Aim of the exercise: Where a line holds the word "green", copy it from the records.
== Segment start ==
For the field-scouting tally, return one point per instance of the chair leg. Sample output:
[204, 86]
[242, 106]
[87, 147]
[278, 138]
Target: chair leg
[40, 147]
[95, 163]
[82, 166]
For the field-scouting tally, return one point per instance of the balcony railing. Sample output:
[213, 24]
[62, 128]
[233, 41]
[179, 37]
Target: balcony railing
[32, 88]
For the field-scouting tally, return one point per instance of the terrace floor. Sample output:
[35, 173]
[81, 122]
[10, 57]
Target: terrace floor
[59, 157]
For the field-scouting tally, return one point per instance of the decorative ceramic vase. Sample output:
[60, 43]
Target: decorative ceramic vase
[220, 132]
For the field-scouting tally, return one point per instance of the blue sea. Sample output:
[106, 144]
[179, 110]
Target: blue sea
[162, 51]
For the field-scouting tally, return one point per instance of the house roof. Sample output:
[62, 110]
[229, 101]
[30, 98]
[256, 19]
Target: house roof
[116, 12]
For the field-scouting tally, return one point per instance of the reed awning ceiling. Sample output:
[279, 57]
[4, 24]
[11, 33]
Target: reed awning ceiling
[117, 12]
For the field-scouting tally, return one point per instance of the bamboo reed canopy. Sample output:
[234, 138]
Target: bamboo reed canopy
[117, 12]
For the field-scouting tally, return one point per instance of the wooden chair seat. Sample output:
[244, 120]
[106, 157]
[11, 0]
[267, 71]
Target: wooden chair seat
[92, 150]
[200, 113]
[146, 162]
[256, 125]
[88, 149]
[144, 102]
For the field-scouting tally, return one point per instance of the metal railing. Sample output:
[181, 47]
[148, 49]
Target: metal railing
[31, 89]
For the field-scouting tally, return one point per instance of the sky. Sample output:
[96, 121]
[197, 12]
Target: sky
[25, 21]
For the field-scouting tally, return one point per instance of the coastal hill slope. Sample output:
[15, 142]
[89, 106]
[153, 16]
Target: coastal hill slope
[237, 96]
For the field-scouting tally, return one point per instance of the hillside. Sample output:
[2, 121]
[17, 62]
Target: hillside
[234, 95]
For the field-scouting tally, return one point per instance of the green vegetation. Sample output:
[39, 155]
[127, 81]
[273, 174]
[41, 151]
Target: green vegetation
== Segment end ==
Response area:
For the field-scouting tally, return one point per instance of the green vegetation. Sample output:
Target: green vegetation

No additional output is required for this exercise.